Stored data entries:
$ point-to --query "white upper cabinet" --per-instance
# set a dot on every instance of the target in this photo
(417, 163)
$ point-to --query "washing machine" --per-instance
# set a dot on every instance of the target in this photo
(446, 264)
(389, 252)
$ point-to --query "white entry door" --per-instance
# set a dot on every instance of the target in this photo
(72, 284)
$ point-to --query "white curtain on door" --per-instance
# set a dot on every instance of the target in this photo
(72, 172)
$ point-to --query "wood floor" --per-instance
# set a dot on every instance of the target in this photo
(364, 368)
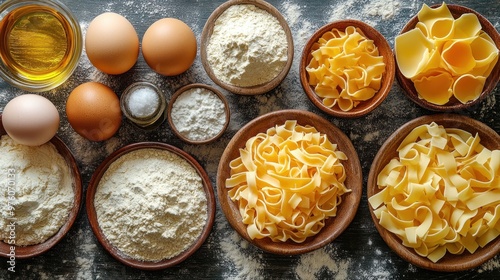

What you need to do :: Look through the records above and please copy every line in which the string "white" occurs.

Reply to the exercise ::
$ point-to --query "white upper cabinet" --per-instance
$ point-to --query "white entry door" --per-instance
$ point-to --query "white curtain on door" --per-instance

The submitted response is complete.